Extracted text:
## begin

R"""
Overview of Ties-Merging:

1. Trim: For each task t, we trim the redundant parameters from the task vector $\tau_t$ to create $\hat{\tau}_t$ by keeping the top-k% values according to their magnitude and trimming the bottom $(100 - k)\%$ of the redundant parameters by resetting them to 0. This can be decomposed further as $\hat{\tau}_t = \hat{\gamma}_t \odot \hat{\mu}_t$.

2. Elect: Next, we create an aggregate elected sign vector $\gamma_m$ for the merged model that resolves the disagreements in the sign for each parameter p across different models. To create the elected sign vector, we choose the sign with the highest total magnitude across all relevant models. For each parameter $p \in \{1, 2, \ldots, d\}$, we separate the values $\{\hat{\tau}_t^p\}_{t=1}^n$ based on their sign $(+1$ or $-1)$ and take their sum to calculate the total mass (i.e., total magnitude) in the positive and the negative direction. We then assign $\gamma_m^p$ as the sign with greater total movement. This can be efficiently computed using $\gamma_m^p = \text{sgn}(\sum_{t=1}^n \hat{\tau}_t^p)$.

3. Disjoint Merge: Then, for each parameter p, we compute a disjoint mean by only keeping the parameter values from the models whose signs are the same as the aggregated elected sign and calculate their mean. Formally, let $A_p = \{t \in [n] \mid \hat{\gamma}_t^p = \gamma_m^p\}$, then $\tau_m^p = \frac{1}{|A_p|}\sum_{t\in A_p} \hat{\tau}_t^p$. Note that the disjoint mean always ignores the zero values.
"""

## end

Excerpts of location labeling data
## begin

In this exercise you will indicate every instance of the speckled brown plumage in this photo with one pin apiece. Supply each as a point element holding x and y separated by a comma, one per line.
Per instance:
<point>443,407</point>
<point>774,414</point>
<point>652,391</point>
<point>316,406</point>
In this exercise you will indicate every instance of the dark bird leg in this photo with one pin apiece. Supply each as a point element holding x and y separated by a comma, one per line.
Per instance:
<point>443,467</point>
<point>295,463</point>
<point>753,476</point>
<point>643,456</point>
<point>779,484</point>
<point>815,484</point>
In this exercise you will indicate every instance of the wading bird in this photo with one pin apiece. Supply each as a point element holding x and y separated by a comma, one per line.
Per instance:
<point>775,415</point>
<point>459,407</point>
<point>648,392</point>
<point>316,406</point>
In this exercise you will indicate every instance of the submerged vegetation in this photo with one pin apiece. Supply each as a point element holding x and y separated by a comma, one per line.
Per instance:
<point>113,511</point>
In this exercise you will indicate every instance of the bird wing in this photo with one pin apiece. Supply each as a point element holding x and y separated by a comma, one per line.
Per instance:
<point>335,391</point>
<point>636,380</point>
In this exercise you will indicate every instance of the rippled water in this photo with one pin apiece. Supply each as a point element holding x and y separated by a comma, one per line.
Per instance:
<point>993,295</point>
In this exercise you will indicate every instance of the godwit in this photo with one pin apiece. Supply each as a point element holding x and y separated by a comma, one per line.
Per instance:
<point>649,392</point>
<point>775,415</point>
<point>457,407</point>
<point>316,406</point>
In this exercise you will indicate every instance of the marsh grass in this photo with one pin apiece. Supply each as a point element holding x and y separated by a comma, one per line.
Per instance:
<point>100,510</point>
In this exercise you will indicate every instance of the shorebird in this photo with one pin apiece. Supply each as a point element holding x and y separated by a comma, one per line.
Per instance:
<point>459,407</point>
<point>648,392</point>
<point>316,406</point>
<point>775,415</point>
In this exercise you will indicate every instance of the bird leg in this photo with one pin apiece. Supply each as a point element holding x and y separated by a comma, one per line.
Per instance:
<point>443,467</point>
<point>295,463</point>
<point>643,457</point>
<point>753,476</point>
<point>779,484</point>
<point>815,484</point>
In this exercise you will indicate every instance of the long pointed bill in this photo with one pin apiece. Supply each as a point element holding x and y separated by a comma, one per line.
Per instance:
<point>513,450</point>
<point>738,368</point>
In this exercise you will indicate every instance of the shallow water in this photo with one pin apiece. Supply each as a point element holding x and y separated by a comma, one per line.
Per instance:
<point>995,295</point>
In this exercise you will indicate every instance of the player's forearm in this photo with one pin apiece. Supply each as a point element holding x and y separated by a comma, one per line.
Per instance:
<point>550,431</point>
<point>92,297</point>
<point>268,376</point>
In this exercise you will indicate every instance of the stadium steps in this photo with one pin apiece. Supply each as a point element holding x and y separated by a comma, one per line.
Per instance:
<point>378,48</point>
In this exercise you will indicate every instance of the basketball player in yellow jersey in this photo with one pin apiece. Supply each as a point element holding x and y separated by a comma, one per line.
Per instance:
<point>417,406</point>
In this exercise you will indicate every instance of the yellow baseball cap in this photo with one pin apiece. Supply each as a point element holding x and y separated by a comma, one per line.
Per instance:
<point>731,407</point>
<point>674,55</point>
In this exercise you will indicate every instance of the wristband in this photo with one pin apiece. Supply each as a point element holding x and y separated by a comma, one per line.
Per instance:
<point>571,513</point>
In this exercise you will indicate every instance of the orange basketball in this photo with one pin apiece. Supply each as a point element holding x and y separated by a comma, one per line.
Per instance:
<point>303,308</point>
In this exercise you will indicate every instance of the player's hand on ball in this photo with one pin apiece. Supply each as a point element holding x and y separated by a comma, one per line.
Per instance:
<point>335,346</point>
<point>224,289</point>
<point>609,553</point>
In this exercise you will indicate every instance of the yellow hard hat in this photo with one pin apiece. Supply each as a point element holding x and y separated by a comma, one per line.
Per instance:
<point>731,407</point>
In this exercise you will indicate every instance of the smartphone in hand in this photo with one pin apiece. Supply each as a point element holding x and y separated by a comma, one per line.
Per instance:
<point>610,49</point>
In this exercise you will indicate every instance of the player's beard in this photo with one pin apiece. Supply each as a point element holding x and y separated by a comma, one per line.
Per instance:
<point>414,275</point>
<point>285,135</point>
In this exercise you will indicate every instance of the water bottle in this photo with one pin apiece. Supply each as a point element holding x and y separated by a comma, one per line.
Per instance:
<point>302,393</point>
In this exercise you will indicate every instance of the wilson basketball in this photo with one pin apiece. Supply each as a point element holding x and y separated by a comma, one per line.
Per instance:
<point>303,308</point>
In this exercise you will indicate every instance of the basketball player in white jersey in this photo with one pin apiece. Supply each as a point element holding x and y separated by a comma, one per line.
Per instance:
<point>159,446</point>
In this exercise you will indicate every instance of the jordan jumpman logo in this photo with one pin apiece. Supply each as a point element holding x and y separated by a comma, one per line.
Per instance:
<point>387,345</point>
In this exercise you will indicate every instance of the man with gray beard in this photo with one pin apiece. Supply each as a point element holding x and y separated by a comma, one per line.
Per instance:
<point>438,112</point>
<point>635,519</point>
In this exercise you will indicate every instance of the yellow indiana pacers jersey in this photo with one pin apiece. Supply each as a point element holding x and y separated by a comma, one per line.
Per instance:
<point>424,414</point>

## end

Objectives:
1. In the Ties-Merging overview, switch "zero values" to "null values" and write out the passage between "3. Disjoint Merge: Then, for" and "the zero values.", inclusive.
2. According to the Ties-Merging overview, what value are the bottom (100 - k)% of redundant parameters reset to during the Trim step?
The records aren't needed for any of this.

Solved tasks:
1.
3. Disjoint Merge: Then, for each parameter p, we compute a disjoint mean by only keeping the parameter values from the models whose signs are the same as the aggregated elected sign and calculate their mean. Formally, let $A_p = \{t \in [n] \mid \hat{\gamma}_t^p = \gamma_m^p\}$, then $\tau_m^p = \frac{1}{|A_p|}\sum_{t\in A_p} \hat{\tau}_t^p$. Note that the disjoint mean always ignores the null values.

2. 0